**Problem statement:** Repeat the material below word for word, every line in its original order.

§

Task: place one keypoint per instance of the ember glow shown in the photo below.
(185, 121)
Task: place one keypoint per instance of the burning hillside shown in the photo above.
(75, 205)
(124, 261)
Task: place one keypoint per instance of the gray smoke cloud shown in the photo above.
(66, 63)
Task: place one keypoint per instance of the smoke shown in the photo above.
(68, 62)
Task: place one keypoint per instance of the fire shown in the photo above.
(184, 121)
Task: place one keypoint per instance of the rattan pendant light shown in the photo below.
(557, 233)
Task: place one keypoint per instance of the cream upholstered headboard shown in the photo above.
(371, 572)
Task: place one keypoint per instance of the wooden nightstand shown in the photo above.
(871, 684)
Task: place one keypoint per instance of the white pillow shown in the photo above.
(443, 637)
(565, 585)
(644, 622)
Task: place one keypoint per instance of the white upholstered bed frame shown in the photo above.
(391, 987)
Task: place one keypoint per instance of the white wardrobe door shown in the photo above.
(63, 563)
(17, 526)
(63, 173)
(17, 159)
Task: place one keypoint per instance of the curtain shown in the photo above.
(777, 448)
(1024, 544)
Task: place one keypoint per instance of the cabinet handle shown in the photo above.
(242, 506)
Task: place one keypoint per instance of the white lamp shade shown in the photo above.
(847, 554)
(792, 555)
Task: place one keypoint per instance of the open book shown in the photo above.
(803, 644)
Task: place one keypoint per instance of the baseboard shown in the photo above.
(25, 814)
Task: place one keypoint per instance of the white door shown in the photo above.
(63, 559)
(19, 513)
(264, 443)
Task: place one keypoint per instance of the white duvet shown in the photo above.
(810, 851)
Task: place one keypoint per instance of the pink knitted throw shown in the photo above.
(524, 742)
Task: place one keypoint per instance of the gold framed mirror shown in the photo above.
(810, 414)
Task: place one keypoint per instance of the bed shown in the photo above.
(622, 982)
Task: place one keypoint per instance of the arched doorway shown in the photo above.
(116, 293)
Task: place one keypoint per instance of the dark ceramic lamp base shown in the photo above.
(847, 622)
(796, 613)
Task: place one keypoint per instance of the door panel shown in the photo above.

§

**Output of the task:**
Task: place one keypoint per instance of the ember glow shown in the photo below.
(185, 121)
Task: place one keypoint per instance of the burning hillside shown in the photo above.
(75, 205)
(124, 261)
Task: place one keypoint per instance of the gray smoke cloud shown in the photo above.
(66, 63)
Task: place one keypoint per instance of the smoke shown in the photo above.
(68, 62)
Task: place one keypoint per instance of the fire shown in the photo above.
(184, 121)
Task: place one keypoint per instance of the rattan pendant light shown in the photo below.
(557, 233)
Task: place one keypoint per instance of the cream upholstered headboard shown in the photo above.
(371, 572)
Task: place one keypoint per instance of the wooden nightstand shown in the photo above.
(871, 684)
Task: place one keypoint per instance of the white pillow shown in the photo above.
(443, 637)
(565, 585)
(644, 622)
Task: place one keypoint per instance of the white upholstered bed frame shown in the photo above.
(391, 987)
Task: place one keypoint per instance of the white wardrobe door shown in the photo above.
(63, 563)
(17, 526)
(63, 173)
(17, 159)
Task: place one keypoint per instance of the curtain shown in the photo above.
(777, 448)
(1024, 544)
Task: place one keypoint per instance of the cabinet handle shown in the photo above.
(242, 506)
Task: place one keypoint per instance of the white lamp shade shown in the photo above.
(847, 554)
(792, 555)
Task: place one keypoint per instance of the open book shown in the photo above.
(803, 644)
Task: place one keypoint per instance of the baseboard shown in the photo above.
(25, 814)
Task: place one keypoint per instance of the white door shown in the photo above.
(63, 559)
(19, 513)
(264, 443)
Task: place one keypoint per instance of the white duvet shown in the photo above.
(810, 851)
Task: place one keypoint per instance of the pink knitted throw shown in the photo above.
(524, 742)
Task: place one keypoint per instance of the gold framed mirror shown in the photo above.
(810, 414)
Task: place one keypoint per instance of the bed shown in the photo above.
(622, 982)
Task: place one keypoint per instance of the arched doorway shown in the photo above.
(116, 293)
Task: place one keypoint per instance of the dark ceramic lamp base shown in the photo above.
(847, 622)
(796, 613)
Task: place one keypoint per instance of the door panel shown in the photo above.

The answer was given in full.